### PROMPT:
Lay out every line of the material below as a JSON list of strings, one string per line, leaving out any blank lines.

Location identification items
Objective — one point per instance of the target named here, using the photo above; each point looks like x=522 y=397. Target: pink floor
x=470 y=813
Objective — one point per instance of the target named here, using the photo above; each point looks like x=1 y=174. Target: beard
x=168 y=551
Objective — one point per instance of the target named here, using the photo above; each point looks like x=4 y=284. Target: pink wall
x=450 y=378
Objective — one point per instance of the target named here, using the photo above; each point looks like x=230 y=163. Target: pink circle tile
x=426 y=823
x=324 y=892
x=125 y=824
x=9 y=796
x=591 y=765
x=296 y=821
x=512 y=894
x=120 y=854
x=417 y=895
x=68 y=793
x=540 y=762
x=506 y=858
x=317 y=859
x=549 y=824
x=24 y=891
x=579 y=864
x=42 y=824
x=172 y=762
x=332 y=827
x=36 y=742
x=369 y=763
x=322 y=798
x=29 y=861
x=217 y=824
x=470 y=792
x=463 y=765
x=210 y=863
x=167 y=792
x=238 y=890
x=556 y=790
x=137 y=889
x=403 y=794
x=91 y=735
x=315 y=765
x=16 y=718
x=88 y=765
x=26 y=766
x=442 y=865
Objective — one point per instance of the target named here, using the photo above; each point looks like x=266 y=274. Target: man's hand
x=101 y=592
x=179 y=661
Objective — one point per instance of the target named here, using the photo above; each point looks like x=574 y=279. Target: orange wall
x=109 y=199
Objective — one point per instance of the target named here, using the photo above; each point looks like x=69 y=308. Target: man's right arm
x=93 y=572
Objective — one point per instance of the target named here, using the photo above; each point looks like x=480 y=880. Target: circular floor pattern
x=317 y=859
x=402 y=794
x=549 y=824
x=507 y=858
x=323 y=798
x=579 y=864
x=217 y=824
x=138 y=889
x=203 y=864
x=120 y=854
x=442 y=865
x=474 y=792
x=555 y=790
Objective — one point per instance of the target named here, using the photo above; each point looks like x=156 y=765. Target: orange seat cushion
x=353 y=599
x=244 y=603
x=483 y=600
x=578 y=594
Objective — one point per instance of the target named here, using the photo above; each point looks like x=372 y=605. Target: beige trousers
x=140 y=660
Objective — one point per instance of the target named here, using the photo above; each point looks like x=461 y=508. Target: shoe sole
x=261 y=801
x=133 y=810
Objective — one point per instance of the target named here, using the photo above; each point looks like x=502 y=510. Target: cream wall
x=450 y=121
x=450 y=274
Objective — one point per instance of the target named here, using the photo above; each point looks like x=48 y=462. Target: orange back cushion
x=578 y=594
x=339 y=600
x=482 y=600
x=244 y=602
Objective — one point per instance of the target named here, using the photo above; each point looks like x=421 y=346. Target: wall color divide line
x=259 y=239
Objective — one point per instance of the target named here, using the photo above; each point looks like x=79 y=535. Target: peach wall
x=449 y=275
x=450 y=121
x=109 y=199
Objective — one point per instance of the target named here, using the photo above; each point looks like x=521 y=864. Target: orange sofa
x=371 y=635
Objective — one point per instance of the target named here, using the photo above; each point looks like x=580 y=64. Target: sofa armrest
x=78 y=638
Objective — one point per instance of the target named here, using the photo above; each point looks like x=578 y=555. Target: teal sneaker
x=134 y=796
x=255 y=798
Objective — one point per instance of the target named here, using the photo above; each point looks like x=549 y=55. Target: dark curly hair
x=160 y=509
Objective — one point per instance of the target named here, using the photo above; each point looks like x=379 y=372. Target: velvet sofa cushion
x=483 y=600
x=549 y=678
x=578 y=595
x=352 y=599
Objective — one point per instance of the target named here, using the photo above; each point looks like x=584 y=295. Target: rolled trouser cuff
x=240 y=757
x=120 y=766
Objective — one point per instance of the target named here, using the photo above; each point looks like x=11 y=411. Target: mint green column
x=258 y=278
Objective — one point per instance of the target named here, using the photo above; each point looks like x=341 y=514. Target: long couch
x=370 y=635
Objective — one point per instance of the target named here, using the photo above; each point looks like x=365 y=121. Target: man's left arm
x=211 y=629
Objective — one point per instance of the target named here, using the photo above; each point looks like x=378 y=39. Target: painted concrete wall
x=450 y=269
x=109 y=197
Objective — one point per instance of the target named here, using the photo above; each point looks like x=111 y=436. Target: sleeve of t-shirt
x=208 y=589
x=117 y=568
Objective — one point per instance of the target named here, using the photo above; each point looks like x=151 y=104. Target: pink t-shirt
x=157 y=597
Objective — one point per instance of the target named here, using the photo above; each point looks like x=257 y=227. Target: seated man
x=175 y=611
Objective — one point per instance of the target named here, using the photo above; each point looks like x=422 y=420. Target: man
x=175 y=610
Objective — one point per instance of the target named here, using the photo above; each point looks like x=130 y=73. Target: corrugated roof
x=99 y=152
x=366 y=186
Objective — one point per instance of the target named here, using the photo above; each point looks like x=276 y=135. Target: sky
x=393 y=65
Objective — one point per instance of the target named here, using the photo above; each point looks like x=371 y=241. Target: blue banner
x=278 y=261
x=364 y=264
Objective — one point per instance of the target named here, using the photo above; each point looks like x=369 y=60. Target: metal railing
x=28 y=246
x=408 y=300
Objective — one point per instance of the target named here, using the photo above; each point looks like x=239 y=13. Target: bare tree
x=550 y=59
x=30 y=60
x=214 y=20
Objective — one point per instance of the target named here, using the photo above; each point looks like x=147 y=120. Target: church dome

### ANSWER TO THIS EXERCISE:
[
  "Objective — one point per instance of the target named here, using the photo above; each point looks like x=522 y=397. Target: pink floor",
  "x=470 y=813",
  "Objective — one point per instance of the target named here, using the photo above; each point looks like x=1 y=174. Target: beard",
  "x=168 y=551",
  "Objective — one point per instance of the target named here, using the photo above; each point looks like x=4 y=284. Target: pink wall",
  "x=450 y=378",
  "Objective — one point per instance of the target named here, using the photo above; each point looks like x=230 y=163. Target: pink circle tile",
  "x=426 y=823",
  "x=324 y=892",
  "x=125 y=824",
  "x=9 y=796",
  "x=591 y=765",
  "x=296 y=821",
  "x=512 y=894",
  "x=120 y=854",
  "x=417 y=895",
  "x=68 y=793",
  "x=540 y=762",
  "x=506 y=858",
  "x=317 y=859",
  "x=549 y=824",
  "x=24 y=891",
  "x=579 y=864",
  "x=42 y=824",
  "x=172 y=762",
  "x=332 y=827",
  "x=36 y=742",
  "x=369 y=763",
  "x=322 y=798",
  "x=29 y=861",
  "x=217 y=824",
  "x=470 y=792",
  "x=463 y=765",
  "x=210 y=863",
  "x=167 y=792",
  "x=238 y=890",
  "x=556 y=790",
  "x=137 y=889",
  "x=403 y=794",
  "x=91 y=735",
  "x=315 y=765",
  "x=16 y=718",
  "x=88 y=765",
  "x=26 y=766",
  "x=442 y=865",
  "Objective — one point per instance of the target named here, using the photo above; each point looks like x=266 y=274. Target: man's hand",
  "x=101 y=592",
  "x=179 y=661",
  "Objective — one point per instance of the target named here, using the photo above; each point looks like x=574 y=279. Target: orange wall",
  "x=109 y=199",
  "Objective — one point per instance of the target named here, using the photo above; each point looks like x=69 y=308. Target: man's right arm",
  "x=93 y=572",
  "Objective — one point per instance of the target named here, using the photo above; each point looks like x=480 y=880. Target: circular floor pattern",
  "x=317 y=859",
  "x=402 y=794",
  "x=549 y=824",
  "x=507 y=858",
  "x=323 y=798",
  "x=579 y=864",
  "x=217 y=824",
  "x=138 y=889",
  "x=203 y=864",
  "x=120 y=854",
  "x=442 y=865",
  "x=474 y=792",
  "x=555 y=790",
  "Objective — one point per instance of the target named here, using the photo above; each point looks like x=156 y=765. Target: orange seat cushion",
  "x=353 y=599",
  "x=244 y=603",
  "x=483 y=600",
  "x=578 y=594",
  "Objective — one point per instance of the target named here, using the photo above; each point looks like x=372 y=605. Target: beige trousers",
  "x=140 y=660",
  "Objective — one point per instance of the target named here, using the photo above; each point looks like x=461 y=508. Target: shoe sole",
  "x=261 y=801",
  "x=133 y=810",
  "Objective — one point per instance of the target named here, using the photo above; each point looks like x=502 y=510. Target: cream wall",
  "x=450 y=121",
  "x=450 y=274",
  "Objective — one point per instance of the target named here, using the photo above; each point looks like x=48 y=462. Target: orange back cushion",
  "x=578 y=594",
  "x=339 y=600",
  "x=482 y=600",
  "x=244 y=602",
  "Objective — one point per instance of the target named here, using the photo above; each point looks like x=421 y=346. Target: wall color divide line",
  "x=259 y=239",
  "Objective — one point per instance of the target named here, using the photo above; each point looks like x=79 y=535. Target: peach wall",
  "x=449 y=275",
  "x=450 y=121",
  "x=109 y=199",
  "Objective — one point per instance of the target named here, using the photo above; each point looks like x=521 y=864. Target: orange sofa",
  "x=371 y=635",
  "Objective — one point per instance of the target named here, using the photo above; each point looks like x=580 y=64. Target: sofa armrest",
  "x=78 y=638",
  "Objective — one point per instance of the target named here, using the photo above; each point looks like x=578 y=555. Target: teal sneaker",
  "x=134 y=796",
  "x=255 y=798",
  "Objective — one point per instance of the target named here, using the photo above; each point looks like x=549 y=55. Target: dark curly hair",
  "x=160 y=509",
  "Objective — one point per instance of the target named here, using the photo above; each point looks like x=379 y=372. Target: velvet sofa cushion",
  "x=483 y=600",
  "x=549 y=678",
  "x=578 y=595",
  "x=352 y=599",
  "Objective — one point per instance of the target named here, using the photo above; each point looks like x=584 y=295. Target: rolled trouser cuff",
  "x=240 y=757",
  "x=120 y=766",
  "Objective — one point per instance of the target named here, using the photo above; each point looks like x=11 y=411. Target: mint green column",
  "x=258 y=278",
  "Objective — one point per instance of the target named here, using the photo above; each point looks like x=341 y=514. Target: long couch",
  "x=370 y=635",
  "Objective — one point per instance of the target named here, using the photo above; each point looks like x=365 y=121. Target: man's left arm",
  "x=211 y=629",
  "Objective — one point per instance of the target named here, using the photo above; each point looks like x=378 y=39. Target: painted concrete wall",
  "x=450 y=269",
  "x=109 y=197",
  "Objective — one point per instance of the target named here, using the photo above; each point looks like x=111 y=436. Target: sleeve of t-shirt",
  "x=208 y=589",
  "x=117 y=568",
  "Objective — one point per instance of the target named here, using the photo above; each point looks like x=151 y=104. Target: pink t-shirt",
  "x=157 y=597",
  "Objective — one point per instance of the target named here, using the photo above; each point looks like x=257 y=227. Target: seated man",
  "x=175 y=611",
  "Objective — one point per instance of the target named here, using the photo above; each point looks like x=422 y=420. Target: man",
  "x=175 y=610",
  "Objective — one point per instance of the target named here, using the photo above; each point looks like x=130 y=73. Target: corrugated roof",
  "x=99 y=152",
  "x=366 y=186",
  "Objective — one point per instance of the target named here, using the photo above; each point looks like x=276 y=135. Target: sky",
  "x=393 y=65",
  "Objective — one point per instance of the target named here, using the photo above; each point looks like x=371 y=241. Target: blue banner",
  "x=278 y=261",
  "x=364 y=264",
  "Objective — one point per instance of the target named here, using the photo above; each point looks like x=369 y=60. Target: metal railing",
  "x=28 y=246",
  "x=408 y=300",
  "Objective — one point per instance of the target named here, using the photo above; each point looks like x=239 y=13. Target: bare tree",
  "x=550 y=59",
  "x=30 y=60",
  "x=214 y=20",
  "Objective — one point per instance of the target named here, using the photo above; each point looks like x=147 y=120. Target: church dome"
]